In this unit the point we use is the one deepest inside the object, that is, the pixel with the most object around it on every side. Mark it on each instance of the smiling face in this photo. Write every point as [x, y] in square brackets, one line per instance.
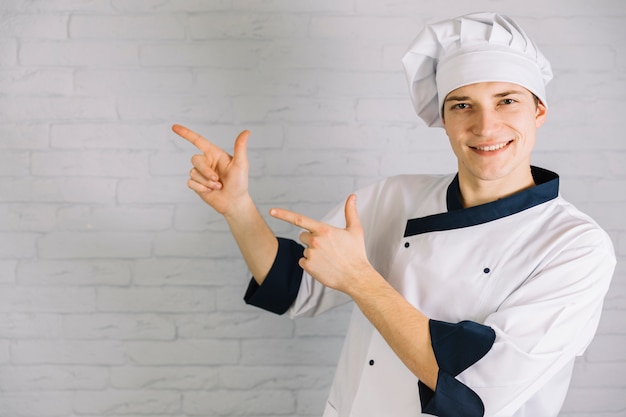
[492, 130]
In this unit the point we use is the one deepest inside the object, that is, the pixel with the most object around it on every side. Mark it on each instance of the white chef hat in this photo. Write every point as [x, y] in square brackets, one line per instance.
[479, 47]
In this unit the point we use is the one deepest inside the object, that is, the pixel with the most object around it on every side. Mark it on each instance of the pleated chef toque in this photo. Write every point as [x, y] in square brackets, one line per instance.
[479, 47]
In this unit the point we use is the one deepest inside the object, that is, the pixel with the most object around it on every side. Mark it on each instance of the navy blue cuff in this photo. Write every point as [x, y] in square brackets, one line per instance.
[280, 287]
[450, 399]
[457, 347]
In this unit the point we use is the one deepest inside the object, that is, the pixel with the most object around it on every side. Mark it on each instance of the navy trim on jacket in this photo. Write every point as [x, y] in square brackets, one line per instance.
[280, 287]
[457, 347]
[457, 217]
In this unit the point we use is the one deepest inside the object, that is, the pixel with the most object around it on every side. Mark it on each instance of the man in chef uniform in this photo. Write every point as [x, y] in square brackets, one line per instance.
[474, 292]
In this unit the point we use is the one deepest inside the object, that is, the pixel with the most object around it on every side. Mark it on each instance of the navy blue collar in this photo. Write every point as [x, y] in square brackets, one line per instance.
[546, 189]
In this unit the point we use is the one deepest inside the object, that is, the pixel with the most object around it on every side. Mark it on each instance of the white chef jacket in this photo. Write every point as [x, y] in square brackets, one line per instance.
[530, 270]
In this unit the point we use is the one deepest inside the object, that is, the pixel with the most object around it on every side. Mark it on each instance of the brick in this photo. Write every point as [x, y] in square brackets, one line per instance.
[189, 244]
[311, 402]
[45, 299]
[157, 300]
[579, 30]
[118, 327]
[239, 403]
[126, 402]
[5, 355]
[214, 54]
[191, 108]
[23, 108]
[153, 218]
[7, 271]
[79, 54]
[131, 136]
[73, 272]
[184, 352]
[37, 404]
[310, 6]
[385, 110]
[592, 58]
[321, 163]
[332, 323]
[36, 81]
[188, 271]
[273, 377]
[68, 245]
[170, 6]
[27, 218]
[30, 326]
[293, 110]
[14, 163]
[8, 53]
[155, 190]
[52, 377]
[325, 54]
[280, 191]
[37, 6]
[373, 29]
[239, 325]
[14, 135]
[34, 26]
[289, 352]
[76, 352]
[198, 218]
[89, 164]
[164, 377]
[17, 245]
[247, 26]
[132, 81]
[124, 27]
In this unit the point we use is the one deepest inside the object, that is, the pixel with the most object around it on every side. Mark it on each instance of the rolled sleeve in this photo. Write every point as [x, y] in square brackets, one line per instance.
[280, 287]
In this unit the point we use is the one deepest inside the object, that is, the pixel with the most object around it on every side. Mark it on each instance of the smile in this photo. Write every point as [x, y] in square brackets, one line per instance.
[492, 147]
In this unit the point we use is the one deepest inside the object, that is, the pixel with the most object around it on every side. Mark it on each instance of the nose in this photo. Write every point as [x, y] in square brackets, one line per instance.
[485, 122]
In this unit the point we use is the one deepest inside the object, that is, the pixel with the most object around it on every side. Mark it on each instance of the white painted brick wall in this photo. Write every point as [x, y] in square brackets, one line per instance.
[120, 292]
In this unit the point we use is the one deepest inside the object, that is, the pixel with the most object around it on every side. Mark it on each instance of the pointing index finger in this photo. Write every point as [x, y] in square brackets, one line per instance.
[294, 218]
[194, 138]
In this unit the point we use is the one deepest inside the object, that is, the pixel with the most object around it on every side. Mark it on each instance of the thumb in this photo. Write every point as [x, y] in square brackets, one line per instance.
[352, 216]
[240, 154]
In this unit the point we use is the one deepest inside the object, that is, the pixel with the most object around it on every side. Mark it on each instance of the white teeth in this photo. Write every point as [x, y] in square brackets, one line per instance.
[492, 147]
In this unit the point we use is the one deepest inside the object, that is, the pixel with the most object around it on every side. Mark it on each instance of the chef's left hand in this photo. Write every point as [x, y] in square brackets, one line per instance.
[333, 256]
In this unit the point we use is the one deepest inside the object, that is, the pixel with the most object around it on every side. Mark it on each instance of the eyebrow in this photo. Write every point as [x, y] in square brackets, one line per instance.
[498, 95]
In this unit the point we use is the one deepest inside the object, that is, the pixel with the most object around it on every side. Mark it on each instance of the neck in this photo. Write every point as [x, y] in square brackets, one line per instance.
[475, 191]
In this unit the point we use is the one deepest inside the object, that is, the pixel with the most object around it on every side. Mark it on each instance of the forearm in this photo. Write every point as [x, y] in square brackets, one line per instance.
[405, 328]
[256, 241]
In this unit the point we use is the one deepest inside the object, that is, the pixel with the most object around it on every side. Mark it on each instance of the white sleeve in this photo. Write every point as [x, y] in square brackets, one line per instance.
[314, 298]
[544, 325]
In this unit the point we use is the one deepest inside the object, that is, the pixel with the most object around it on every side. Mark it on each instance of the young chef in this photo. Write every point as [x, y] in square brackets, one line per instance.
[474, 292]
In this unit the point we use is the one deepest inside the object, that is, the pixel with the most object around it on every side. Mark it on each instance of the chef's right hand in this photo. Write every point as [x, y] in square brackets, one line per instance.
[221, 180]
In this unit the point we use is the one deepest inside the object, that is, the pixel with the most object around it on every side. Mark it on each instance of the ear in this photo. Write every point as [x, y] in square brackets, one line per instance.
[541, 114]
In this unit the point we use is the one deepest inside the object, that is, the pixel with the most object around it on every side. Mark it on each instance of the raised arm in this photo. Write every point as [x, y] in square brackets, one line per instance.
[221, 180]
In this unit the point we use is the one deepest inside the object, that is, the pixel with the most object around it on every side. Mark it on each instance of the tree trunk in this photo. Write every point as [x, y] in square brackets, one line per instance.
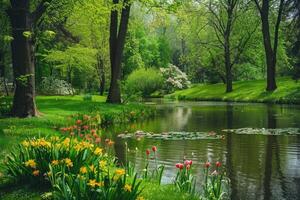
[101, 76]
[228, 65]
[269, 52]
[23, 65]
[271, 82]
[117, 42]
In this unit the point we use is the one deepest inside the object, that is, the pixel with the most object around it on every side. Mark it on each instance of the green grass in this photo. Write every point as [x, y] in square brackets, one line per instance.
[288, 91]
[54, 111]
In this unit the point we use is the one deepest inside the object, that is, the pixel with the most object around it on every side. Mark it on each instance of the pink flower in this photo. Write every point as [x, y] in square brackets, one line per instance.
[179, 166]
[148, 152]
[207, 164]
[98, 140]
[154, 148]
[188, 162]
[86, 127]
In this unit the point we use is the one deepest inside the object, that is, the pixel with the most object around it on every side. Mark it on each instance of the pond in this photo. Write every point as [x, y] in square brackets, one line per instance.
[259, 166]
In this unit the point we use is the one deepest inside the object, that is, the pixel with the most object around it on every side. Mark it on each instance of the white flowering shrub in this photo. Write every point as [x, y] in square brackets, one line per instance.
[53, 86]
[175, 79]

Exercise: Reproduce every line of the material precisely, omitting its pictures.

Output for this exercise:
In this unit the point we use is the one deepest inside the object, that is, the pixel with the most object around it on every side. Mark it on each instance of the smiling face in this photo. Write every point as [x, y] in square brackets, one line per instance.
[492, 130]
In this unit the point we use is the one deepest inside the object, that is, the pixel with the most object around it on every side. Mark it on each instance of the white chef hat in this photo. Write every point as [x, y] in square brackets, one line per instance.
[479, 47]
In this unit the point we use is the one deepest inside the object, that is, the pixel with the most object around it on every side. Mark it on each instance of the pleated chef toque in this photo. Write every point as [x, y] in square brackets, one line per instance.
[479, 47]
In this unit the point we use is the one deepest inside the object, that is, the pixel with the most object around it on every side. Mark it on each instance of the navy blue cuff in this photo. Write every point as [x, y] in square brackets, one line per instance.
[280, 287]
[450, 399]
[457, 347]
In this unit the point we use is the one deepest inside the object, that is, the pixel with the most object around it on every side. Mark it on each instance of the navy trim on jacket in this photo. Write every point as [x, y] in square brackets, one line per instance.
[280, 287]
[457, 347]
[457, 217]
In this unit the point we use is the one deepest inside the object, that is, the pixel with the most object around it on every side. Mark it on each instance of the man in chef uniform in this photo. Write every point as [x, y] in square brackets, one line per instance.
[474, 292]
In this unit the point we use is the one deepest inside the object, that is, the pixel with the most object around it on every side. Mark it on each instance of the navy blue collar in this photo. Write every point as [x, y] in square brackets, one line per instance.
[546, 189]
In this unit the point we use is the one deepest inside the object, that is, the pixel with the most object around it on every side. Mark it on each instance of the white chef jacket in this photo. Write every point as [x, y] in square brackets, one line per instance.
[530, 270]
In this unit the point we use is the one deepest inside the object, that is, the pixel with the most object around it on every side. Mark it on each instance of the brick in this photo. Write every point as [x, y] in square brackets, one line per instance.
[189, 244]
[311, 402]
[45, 299]
[157, 300]
[579, 30]
[118, 327]
[239, 403]
[126, 402]
[5, 355]
[214, 54]
[191, 108]
[23, 108]
[153, 218]
[7, 271]
[79, 54]
[131, 136]
[73, 272]
[184, 352]
[37, 404]
[310, 6]
[385, 110]
[592, 58]
[321, 163]
[332, 323]
[36, 81]
[188, 271]
[273, 377]
[68, 245]
[170, 6]
[27, 218]
[30, 326]
[293, 110]
[14, 163]
[8, 53]
[155, 190]
[52, 377]
[325, 54]
[280, 191]
[37, 6]
[373, 29]
[239, 325]
[14, 135]
[34, 26]
[289, 352]
[76, 352]
[198, 218]
[89, 164]
[164, 377]
[17, 245]
[247, 26]
[132, 81]
[124, 27]
In this unit the point we use is the one deepest inside the object, that is, the pixel with the most object around it on every side. Mark it on each instance of the rolled sleeve in this photo. Write every point as [x, y] in square brackets, one line per instance.
[280, 287]
In this unit the point we use is the one deepest inside the object, that is, the pixel with the most object around it on every side. Mark it on each instance of the smile in this photo. Write every point as [x, y] in square brackets, one line per instance.
[492, 147]
In this unit the point we use is the one deepest inside the object, that is, the pixel with the most object around it on every side. Mark it on each instance of the nose in this photo. Write every point as [x, y] in square brackets, one line per instance.
[485, 122]
In this unit the point we use is the one deepest inside the object, that is, the pixel with the most object around it on every side. Mark it on each instance of the white painted brick wall in this photo. Write every point as [x, y] in square brackets, one line per instance.
[120, 292]
In this unit the point we use is the one deepest inside the object, that is, the pixel with the most object around it on every side. Mark it on each instance of the pointing index finger in this photo. Write every point as [x, y] in square brackets, one line per instance.
[294, 218]
[194, 138]
In this unit the point we use is the one deepest inside the object, that is, the pixel with the most object around it on every side. Mark it on each instance of the thumb in this photo. Write every point as [x, y] in square brackets, one line per instance.
[352, 216]
[240, 154]
In this unit the point we use is the one deepest inside the object, that is, the pixel with the most object around it on every side. Mark it on each instance of the white teeth in this photo. Write every point as [x, y] in square brackets, one line per instance.
[492, 147]
In this unit the point we use is the one deepest inside the object, that is, the pixel with the most object around it on every side. Mark it on each instance of the chef's left hand in this photo. Write every point as [x, y] in square brackets, one line per instance.
[333, 256]
In this unit the point we use is the one deepest inside the object, that is, the pixel with the most object around it on every side. Mark it on each instance of the eyebrow in this photo. Write every point as [x, y] in square brackets, one line per instance.
[498, 95]
In this unit the point we use is the one deepest inside the object, that is, the pixel with the most object around it on every side. Mark it on each instance of the neck in this photo. Write every point as [x, y] in square brackets, one line per instance.
[475, 191]
In this unit the point we use is the one deepest inside the object, that is, the pixel with the most object around it on every side. Mark it on each instance of the forearm in this photo. Write every point as [x, y] in square brackets, one line per instance.
[405, 328]
[256, 241]
In this unit the point we use is the one deepest inside the object, that is, the pixel with the most object around it on every side. Mark it on each instance of the white sleeve in this photo. Write every point as [x, y] in square brackets, one line per instance.
[314, 298]
[544, 325]
In this unit the point we use is the one deepest inside the object, that is, the pixel with the most object around it on every side. Mark it on each instance of the young chef in this photo. Write every point as [x, y] in square brackets, one line per instance.
[474, 292]
In this unit the point we use is the one deepest inside the object, that is, the pixel with the most object around it on every side. Mark it on each instance of the chef's right hand in this photo. Write every point as [x, y] in square brackets, one line per instance.
[221, 180]
In this unit the point we use is the one deepest inside the object, that is, the pixel with the most object around it on every side. Mark it on each instance of the ear in this photo. Write every point as [x, y] in square brackets, one line per instance.
[541, 114]
In this unit the point we use is the one deepest inside the object, that is, the pixel with the most object around it on every side. Mark it on each instance of the raised arm in this photo. Write every point as [x, y] in square brackets, one line per instance.
[221, 180]
In this unit the point we use is the one deepest inside the object, that is, the pixel with the most object around it on every side. Mark it on each instance of the tree trunk in this photo. Write every point as [x, y] in square brackets, one line per instance.
[101, 76]
[228, 65]
[269, 52]
[23, 65]
[271, 82]
[117, 42]
In this unit the point we use is the one deepest inside the object, that is, the pixel with the most object around it on every side. Mark it on each instance of the green grass in this photo. Write every point as [x, y] in square brackets, one line per instance.
[288, 91]
[54, 111]
In this unit the point we use is the one deepest inside the object, that is, the pixel with the most object around it on every side. Mark it on each instance of the pink flower in this photo. Write every point as [x, y] in square brackets, one line per instance.
[179, 166]
[148, 152]
[207, 164]
[98, 140]
[154, 148]
[188, 162]
[86, 127]
In this unit the point we use is the one deepest inside the object, that is, the pixel with the most object around it on every side. Mark it on each instance of the pond in this photo. Write every point as [x, y] in square brackets, one line per instance.
[259, 166]
In this unit the point we use is the one deepest inside the object, that is, the pixel with the most object around it on every side. Mark it on each instance of the white flowering shrub in this photo. Write every point as [x, y] in square brackets, one line per instance.
[53, 86]
[175, 79]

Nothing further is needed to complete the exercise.